TEXTE FOURNI>

5 Pline l'Ancien, L'histoire du Monde, t. 2, Lyon, 1584, p. 210.
6 Dans la médecine ancienne, le 4ème degré d'une qualité (froid, chaud, sec ou humide) d'un aliment est considéré comme extrêmement dangereux, voire fatal pour son consommateur.
7 Précision apportée par le médecin perse Avicenne (980-1037). Le vert fait probablement allusion à la mortelle amanite phalloïde.
8 Régime de vivre et conservation du corps humain, Paris, 1561, f° 49, v°-f° 50, v°.
9 Hendrik C.D. de Wit, op. cit., p. 131.
10 Hendrik C.D. de Wit, La vie racontée : une biographie de la biologie, p. 133, 134.
11 Antoine Furetière, Dictionnaire universel, t. 1, La Haye, Rotterdam, 1690.
12 Hendrik C.D. de Wit, Histoire du développement de la biologie, t. 3, Lausanne, 1994, p. 131.

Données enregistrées
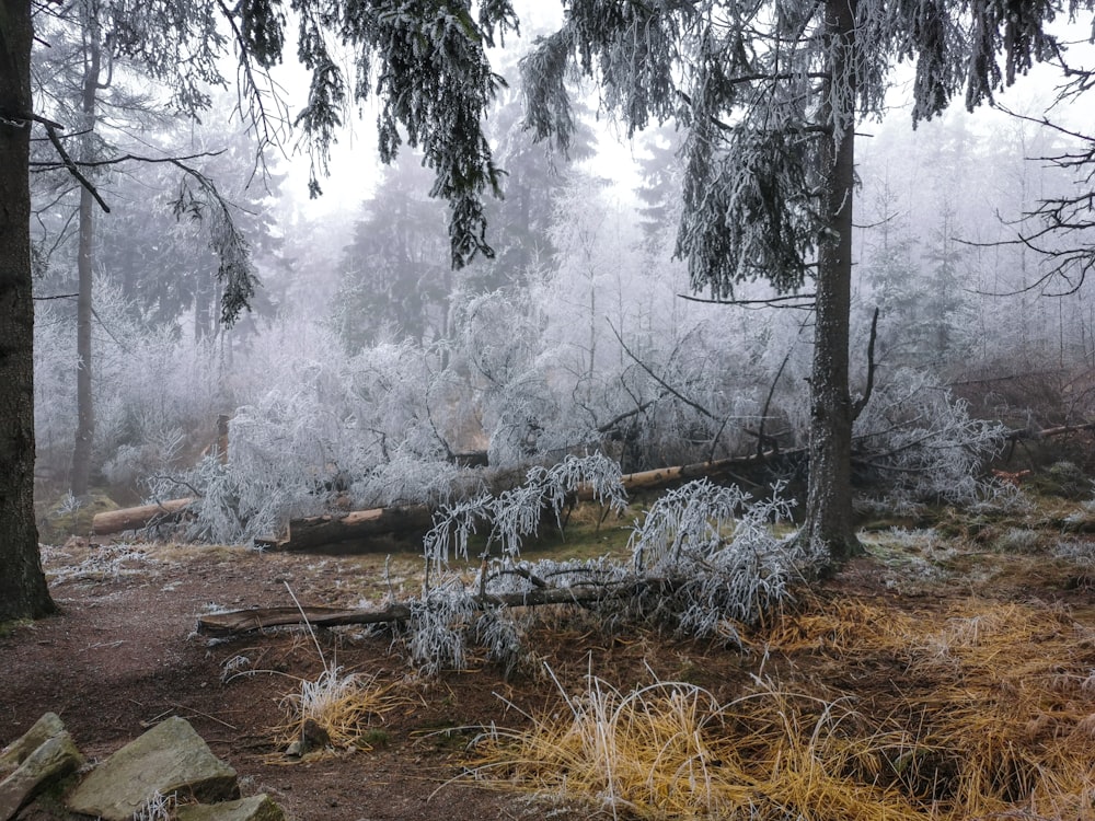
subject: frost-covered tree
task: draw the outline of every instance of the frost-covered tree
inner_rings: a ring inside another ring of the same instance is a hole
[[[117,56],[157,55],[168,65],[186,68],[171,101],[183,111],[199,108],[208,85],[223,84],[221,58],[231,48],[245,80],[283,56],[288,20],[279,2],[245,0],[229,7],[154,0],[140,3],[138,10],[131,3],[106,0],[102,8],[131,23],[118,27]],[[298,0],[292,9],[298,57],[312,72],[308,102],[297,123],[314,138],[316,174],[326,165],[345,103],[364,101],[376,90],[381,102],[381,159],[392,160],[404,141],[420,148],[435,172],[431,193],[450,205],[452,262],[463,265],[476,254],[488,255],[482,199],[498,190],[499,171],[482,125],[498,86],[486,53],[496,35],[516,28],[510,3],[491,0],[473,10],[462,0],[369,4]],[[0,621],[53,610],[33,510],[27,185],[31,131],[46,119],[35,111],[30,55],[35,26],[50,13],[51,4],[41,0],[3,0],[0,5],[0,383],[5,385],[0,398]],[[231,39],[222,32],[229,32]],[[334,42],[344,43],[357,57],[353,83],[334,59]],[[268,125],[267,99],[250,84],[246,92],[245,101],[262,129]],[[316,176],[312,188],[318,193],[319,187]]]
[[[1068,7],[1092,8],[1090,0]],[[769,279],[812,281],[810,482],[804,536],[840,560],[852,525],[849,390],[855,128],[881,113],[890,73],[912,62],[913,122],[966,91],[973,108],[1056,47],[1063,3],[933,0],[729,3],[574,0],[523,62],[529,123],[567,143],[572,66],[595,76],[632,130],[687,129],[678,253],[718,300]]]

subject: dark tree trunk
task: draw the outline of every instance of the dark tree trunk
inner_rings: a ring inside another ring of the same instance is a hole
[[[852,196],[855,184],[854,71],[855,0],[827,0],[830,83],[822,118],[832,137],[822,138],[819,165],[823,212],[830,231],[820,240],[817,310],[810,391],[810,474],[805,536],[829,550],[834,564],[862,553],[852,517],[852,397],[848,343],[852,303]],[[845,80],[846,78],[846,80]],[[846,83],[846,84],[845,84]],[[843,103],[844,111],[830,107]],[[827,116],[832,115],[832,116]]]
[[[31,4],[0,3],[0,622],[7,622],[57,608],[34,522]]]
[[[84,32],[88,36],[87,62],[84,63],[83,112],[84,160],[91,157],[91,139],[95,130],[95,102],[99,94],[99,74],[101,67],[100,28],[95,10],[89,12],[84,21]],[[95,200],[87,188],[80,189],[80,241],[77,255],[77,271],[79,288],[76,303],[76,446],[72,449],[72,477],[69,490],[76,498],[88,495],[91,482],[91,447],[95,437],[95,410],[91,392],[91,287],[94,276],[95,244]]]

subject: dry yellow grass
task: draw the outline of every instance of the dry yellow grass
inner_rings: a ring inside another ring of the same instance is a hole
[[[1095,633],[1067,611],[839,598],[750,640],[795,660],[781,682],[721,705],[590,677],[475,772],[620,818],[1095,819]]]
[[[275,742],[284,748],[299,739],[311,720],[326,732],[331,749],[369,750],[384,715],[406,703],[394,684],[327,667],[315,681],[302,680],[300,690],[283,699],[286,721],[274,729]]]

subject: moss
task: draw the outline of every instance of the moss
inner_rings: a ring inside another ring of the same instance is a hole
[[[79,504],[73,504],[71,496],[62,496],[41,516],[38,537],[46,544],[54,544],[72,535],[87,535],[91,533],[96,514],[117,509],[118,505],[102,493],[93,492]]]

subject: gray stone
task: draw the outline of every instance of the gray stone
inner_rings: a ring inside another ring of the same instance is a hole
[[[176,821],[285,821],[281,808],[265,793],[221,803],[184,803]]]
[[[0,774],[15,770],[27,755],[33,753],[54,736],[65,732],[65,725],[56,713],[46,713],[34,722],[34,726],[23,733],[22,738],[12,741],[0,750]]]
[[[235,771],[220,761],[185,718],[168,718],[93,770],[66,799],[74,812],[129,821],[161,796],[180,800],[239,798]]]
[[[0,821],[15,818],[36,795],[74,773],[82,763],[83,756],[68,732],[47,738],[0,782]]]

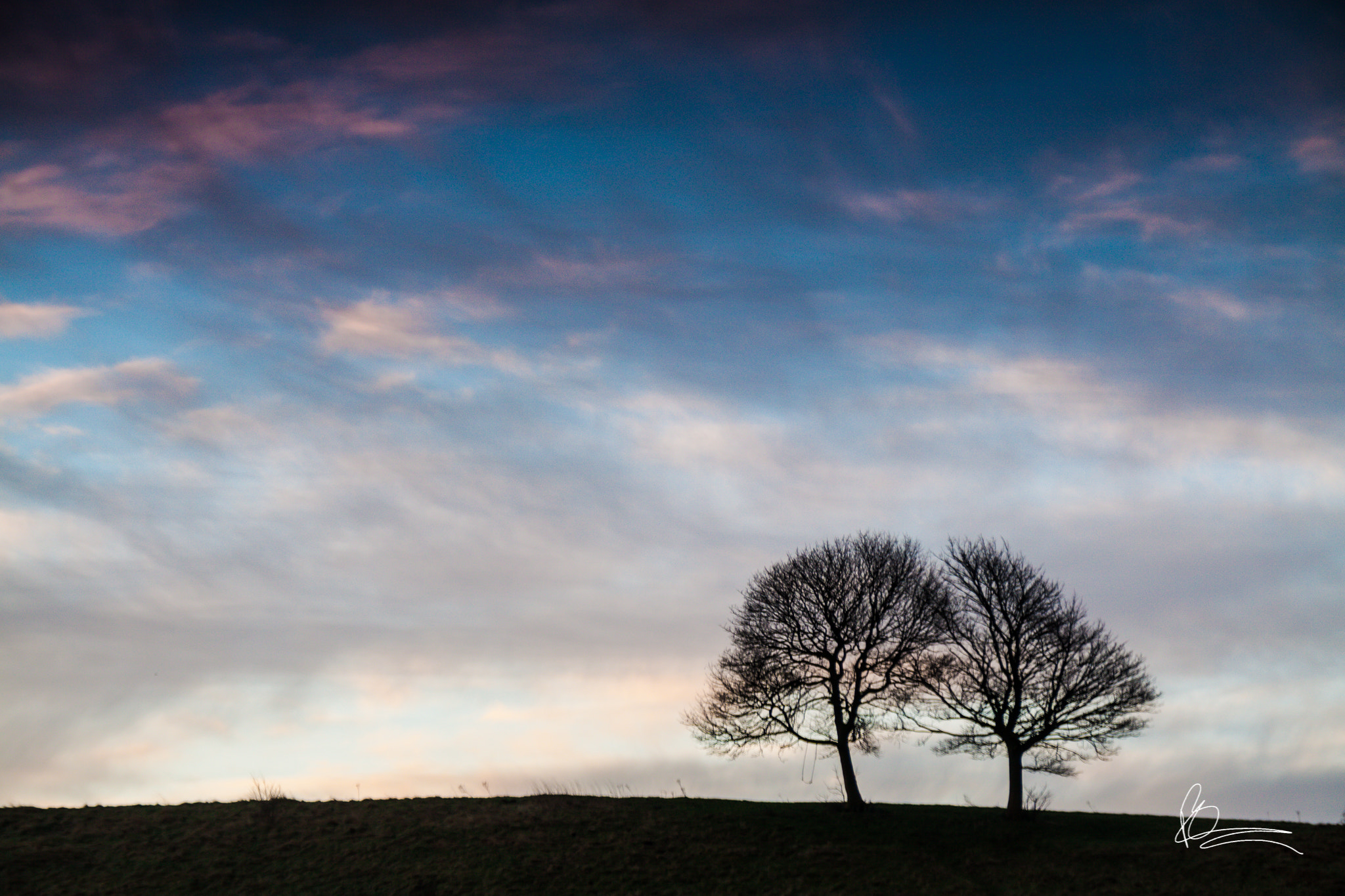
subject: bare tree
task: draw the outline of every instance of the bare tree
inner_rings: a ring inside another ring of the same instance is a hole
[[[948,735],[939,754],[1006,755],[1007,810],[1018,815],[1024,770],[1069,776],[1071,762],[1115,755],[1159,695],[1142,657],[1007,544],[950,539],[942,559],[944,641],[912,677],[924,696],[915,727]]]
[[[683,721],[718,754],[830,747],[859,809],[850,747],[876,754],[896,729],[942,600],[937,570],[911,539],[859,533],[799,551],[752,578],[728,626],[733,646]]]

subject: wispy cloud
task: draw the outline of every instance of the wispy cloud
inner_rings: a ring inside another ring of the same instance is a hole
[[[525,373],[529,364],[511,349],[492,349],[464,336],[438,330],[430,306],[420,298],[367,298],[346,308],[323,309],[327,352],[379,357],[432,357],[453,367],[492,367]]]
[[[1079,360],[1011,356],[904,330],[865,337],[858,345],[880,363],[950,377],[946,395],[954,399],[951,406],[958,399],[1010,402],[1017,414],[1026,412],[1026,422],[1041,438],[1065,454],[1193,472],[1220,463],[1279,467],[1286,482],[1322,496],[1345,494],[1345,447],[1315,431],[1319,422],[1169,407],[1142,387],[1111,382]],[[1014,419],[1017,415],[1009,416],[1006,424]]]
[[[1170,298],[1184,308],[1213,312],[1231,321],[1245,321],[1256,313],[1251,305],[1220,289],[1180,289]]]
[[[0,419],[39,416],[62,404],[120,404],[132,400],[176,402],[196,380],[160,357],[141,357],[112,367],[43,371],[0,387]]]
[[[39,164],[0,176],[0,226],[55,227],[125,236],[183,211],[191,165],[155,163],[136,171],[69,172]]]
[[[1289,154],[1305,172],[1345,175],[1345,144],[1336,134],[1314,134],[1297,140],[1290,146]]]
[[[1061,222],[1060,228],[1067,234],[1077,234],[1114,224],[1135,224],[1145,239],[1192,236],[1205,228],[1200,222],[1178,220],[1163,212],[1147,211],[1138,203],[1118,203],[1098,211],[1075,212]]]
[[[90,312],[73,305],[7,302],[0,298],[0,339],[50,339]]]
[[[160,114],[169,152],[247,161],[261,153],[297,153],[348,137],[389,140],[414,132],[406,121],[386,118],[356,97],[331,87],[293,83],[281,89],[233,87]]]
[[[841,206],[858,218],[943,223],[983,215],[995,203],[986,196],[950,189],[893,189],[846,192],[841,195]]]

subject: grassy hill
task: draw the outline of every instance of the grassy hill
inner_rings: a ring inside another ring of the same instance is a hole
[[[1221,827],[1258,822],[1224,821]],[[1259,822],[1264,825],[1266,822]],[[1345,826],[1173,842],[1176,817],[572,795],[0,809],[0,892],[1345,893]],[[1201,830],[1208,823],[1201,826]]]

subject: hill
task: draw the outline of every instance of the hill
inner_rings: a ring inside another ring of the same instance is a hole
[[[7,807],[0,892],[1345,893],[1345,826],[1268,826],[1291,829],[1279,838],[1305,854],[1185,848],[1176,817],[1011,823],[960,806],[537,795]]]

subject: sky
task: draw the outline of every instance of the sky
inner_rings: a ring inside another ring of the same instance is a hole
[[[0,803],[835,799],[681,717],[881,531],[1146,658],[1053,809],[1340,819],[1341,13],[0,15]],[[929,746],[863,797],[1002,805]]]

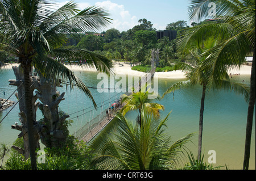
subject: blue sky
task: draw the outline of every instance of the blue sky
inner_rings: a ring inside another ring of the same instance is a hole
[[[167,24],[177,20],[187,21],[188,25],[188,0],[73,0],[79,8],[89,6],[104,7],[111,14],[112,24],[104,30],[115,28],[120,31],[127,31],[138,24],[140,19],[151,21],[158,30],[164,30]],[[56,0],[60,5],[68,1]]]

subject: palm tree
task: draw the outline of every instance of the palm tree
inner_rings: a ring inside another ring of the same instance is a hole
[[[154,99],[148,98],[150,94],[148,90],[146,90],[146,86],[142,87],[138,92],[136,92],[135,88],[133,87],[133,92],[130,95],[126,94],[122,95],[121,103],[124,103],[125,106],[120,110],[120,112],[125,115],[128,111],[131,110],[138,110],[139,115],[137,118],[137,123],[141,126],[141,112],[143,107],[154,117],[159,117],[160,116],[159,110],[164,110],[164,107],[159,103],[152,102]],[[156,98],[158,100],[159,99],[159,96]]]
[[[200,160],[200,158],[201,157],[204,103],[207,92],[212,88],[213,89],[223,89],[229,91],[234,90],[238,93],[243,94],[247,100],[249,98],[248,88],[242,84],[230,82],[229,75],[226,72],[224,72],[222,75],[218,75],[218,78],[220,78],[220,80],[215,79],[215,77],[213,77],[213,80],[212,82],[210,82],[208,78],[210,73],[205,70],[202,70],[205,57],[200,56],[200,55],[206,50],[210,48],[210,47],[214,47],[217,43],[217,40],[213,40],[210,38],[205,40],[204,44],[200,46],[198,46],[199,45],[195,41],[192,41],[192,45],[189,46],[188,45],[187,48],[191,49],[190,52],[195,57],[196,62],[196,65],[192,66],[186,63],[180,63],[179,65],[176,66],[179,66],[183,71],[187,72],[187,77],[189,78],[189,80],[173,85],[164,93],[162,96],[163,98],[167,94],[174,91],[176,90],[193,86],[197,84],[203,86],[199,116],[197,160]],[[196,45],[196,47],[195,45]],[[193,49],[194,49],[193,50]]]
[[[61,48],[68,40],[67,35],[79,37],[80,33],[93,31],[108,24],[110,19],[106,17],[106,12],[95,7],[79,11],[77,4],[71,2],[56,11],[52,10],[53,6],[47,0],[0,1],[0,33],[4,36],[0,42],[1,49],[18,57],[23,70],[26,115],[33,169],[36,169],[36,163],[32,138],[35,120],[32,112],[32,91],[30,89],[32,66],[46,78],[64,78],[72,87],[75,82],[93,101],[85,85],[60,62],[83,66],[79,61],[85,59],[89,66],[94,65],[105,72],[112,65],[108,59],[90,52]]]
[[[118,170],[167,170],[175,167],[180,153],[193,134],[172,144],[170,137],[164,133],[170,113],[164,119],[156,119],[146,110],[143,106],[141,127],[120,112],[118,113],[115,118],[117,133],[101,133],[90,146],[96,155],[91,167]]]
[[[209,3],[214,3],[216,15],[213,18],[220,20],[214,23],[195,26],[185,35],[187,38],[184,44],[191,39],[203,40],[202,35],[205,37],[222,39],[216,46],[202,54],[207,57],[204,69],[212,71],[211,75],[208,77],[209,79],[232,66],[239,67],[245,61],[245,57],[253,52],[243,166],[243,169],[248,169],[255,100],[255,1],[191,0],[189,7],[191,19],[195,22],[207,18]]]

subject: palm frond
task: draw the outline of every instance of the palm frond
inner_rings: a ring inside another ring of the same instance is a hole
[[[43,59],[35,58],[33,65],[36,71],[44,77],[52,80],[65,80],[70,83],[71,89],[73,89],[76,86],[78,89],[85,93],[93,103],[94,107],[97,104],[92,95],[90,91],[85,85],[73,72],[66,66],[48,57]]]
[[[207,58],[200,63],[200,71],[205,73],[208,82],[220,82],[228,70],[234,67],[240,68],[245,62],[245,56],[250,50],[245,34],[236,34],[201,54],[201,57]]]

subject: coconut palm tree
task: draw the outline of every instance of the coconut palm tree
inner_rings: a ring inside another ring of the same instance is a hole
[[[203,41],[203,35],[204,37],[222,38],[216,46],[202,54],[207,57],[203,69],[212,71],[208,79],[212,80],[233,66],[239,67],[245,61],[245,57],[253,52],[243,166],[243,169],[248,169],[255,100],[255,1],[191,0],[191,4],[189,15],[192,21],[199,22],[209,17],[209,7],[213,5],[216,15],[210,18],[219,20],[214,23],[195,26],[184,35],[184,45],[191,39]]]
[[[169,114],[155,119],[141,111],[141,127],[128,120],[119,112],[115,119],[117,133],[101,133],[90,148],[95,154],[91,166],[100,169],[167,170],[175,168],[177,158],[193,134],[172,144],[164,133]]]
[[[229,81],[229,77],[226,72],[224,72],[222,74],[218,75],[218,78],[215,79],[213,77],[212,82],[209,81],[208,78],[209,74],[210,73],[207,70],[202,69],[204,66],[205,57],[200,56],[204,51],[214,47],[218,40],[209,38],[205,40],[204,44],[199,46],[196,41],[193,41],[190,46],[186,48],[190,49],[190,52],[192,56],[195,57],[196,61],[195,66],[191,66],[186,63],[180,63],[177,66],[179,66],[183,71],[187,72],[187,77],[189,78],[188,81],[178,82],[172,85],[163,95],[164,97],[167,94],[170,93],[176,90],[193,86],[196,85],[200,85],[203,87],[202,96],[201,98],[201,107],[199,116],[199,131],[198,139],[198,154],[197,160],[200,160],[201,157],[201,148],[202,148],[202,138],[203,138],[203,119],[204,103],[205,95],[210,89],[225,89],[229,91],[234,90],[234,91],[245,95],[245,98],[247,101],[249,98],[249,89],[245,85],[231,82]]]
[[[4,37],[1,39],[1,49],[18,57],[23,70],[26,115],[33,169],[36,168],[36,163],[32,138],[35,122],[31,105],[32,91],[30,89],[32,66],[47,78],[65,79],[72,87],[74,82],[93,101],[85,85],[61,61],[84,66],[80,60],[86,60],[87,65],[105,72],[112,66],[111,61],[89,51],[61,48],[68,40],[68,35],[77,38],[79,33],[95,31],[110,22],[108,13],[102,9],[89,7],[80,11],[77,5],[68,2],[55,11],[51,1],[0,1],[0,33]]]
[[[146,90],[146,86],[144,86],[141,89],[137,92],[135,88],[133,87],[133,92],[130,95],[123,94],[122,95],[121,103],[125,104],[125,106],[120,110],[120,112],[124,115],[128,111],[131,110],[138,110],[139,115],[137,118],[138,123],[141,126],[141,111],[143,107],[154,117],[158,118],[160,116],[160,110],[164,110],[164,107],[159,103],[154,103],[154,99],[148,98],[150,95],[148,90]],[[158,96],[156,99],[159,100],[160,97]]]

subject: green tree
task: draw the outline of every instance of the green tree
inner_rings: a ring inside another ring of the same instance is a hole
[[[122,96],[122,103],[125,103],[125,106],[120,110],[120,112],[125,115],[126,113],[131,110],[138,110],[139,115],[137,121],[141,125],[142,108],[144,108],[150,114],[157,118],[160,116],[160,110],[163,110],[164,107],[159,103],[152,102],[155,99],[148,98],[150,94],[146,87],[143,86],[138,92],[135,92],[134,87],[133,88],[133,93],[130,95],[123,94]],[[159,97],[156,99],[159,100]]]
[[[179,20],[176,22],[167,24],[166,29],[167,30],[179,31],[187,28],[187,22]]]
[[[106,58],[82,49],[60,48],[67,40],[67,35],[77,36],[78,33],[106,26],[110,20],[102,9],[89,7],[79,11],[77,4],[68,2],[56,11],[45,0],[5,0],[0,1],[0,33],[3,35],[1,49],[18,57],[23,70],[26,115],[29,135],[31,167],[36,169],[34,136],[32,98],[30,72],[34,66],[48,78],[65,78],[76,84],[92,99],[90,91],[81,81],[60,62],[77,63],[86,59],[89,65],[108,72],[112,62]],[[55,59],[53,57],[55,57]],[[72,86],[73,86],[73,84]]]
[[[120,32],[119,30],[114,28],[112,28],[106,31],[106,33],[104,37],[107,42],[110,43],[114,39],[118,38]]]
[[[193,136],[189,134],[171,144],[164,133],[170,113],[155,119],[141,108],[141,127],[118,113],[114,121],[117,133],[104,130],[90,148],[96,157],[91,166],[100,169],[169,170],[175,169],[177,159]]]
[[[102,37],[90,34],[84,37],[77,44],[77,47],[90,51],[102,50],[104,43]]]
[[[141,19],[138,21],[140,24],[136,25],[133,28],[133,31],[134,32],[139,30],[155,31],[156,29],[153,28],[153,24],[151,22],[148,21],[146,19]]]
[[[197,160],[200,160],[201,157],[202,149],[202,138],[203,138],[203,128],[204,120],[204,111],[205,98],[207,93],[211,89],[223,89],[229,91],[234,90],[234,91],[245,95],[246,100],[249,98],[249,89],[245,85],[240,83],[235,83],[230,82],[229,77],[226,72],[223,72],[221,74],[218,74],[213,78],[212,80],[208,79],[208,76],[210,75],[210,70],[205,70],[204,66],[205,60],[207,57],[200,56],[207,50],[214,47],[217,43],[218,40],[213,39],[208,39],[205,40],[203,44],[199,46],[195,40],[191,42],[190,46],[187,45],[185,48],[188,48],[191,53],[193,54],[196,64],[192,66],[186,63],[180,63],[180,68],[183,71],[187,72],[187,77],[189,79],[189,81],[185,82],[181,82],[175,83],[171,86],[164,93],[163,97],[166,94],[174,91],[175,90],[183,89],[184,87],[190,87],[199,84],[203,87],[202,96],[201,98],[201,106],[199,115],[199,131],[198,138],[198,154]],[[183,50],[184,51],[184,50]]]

CONSIGNE>
Traduisez en anglais cette phrase du texte fourni : « Dans la médecine ancienne, le 4ème degré d'une qualité (froid, chaud, sec ou humide) d'un aliment est considéré comme extrêmement dangereux, voire fatal pour son consommateur. »

ZONE DE RÉPONSE>
In ancient medicine, the fourth degree of a quality (cold, hot, dry, or moist) of a food is considered extremely dangerous, even fatal, for the person who consumes it.